Tuesday, April 22, 2008

Warning Label Placed on Cigarette Ads

The advertisements in Life magazines of the sixties through the eighties consisted of many cigarette advertisements which were predominant in the later decades yet missing in earlier ones such as the sixties. Throughout the seventies and eighties cigarettes plastered page after page yet in the sixties these were shown only once or twice every article. The change in quantity of cigarette ads resulted from the different forms of advertisement which became illegal around the seventies. As cigarettes once graced many shows and were sponsors for many shows that form of promotion became prohibited causing these companies to search for other ways to endorse their product, leading to an increase of cigarette ads in magazines.




Although the types of cigarette ad did not change much through the decades, what they said did. One ad I found in a Life magazine from 1962 shows a woman smoking a cigarette with her husband shielding her eyes and at the bottom mentions the research done to achieve this new level of cigarette. The research they mention is interesting because it is not about what cigarettes can do to a person but instead the research done to create mild, non-filtered cigarette. This shows the ignorance, or lack of willingness to accept, the damage that accompanied cigarettes. There was not much being done to prohibit the different ways cigarette companies were taking advantage of their buyers as well as no understanding of the increase in cancer related deaths of male smokers. All of this is demonstrated in the 1962 advertisement which focuses solely on the acheivement of successfully making a mild, non-filtered cigarette.

▶ [Exercise tasks]
- a) In the post on cigarette advertisements, what does the research mentioned in the 1962 Life magazine ad concern?
- b) From the post on cigarette advertisements, print the part that opens with the words containing "The advertisements in" and closes with "ads in magazines.".

▶ [Extracted data]
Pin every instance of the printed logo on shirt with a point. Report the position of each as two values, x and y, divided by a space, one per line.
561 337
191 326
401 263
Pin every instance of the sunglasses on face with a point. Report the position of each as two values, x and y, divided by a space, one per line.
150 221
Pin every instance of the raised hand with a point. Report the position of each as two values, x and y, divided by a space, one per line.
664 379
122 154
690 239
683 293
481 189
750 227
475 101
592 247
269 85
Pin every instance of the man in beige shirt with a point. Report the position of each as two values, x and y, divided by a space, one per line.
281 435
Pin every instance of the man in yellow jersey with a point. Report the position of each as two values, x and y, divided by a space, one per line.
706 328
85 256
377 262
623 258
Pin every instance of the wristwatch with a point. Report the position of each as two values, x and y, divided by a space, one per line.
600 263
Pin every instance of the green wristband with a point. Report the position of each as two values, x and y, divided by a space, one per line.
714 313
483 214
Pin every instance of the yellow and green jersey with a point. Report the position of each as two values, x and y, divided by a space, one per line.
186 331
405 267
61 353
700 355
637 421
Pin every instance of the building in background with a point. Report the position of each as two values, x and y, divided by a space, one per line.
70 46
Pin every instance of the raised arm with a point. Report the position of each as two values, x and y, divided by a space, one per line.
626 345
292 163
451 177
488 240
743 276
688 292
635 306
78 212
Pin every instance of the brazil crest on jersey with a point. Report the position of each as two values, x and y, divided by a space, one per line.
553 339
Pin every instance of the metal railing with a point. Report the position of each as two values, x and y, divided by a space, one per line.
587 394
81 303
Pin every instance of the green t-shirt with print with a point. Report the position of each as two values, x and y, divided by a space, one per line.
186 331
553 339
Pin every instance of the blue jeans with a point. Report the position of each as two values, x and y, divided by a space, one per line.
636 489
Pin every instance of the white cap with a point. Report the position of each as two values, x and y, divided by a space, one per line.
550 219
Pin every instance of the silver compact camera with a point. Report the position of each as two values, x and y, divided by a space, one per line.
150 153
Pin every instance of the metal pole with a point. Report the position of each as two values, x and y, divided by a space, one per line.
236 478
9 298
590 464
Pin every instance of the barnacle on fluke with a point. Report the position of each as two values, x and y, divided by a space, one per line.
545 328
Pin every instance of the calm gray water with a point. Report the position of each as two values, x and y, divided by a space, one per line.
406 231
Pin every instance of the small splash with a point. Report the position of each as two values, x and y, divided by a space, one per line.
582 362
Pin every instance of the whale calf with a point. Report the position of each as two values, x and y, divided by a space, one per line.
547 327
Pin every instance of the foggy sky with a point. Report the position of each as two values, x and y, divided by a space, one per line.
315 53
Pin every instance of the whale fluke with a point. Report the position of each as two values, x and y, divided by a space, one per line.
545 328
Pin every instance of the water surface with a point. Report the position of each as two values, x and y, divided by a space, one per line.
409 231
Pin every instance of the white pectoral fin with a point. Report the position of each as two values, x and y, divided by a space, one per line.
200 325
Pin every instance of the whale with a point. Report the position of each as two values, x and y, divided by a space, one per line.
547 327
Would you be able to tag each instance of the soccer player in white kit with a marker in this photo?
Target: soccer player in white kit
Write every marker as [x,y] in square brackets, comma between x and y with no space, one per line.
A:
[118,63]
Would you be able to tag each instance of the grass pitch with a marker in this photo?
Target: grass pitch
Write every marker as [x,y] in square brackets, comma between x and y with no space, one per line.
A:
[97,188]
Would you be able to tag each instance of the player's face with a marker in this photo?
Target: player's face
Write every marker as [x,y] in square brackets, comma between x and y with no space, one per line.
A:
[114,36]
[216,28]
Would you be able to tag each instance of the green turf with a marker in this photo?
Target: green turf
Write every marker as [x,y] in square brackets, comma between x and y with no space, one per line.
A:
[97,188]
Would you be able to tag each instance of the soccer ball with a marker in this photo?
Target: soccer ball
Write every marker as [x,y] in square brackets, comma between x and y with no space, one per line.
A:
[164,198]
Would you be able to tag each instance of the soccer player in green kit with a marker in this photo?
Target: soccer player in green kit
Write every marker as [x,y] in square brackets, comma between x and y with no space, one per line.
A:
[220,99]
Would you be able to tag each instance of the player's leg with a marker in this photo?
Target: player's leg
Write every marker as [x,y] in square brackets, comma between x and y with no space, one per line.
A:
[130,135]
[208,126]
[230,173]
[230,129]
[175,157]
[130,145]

▶ [Solutions to the tasks]
- a) The research concerns the creation of a mild, non-filtered cigarette.

- b)
The advertisements in Life magazines of the sixties through the eighties consisted of many cigarette advertisements which were predominant in the later decades yet missing in earlier ones such as the sixties. Throughout the seventies and eighties cigarettes plastered page after page yet in the sixties these were shown only once or twice every article. The change in quantity of cigarette ads resulted from the different forms of advertisement which became illegal around the seventies. As cigarettes once graced many shows and were sponsors for many shows that form of promotion became prohibited causing these companies to search for other ways to endorse their product, leading to an increase of cigarette ads in magazines.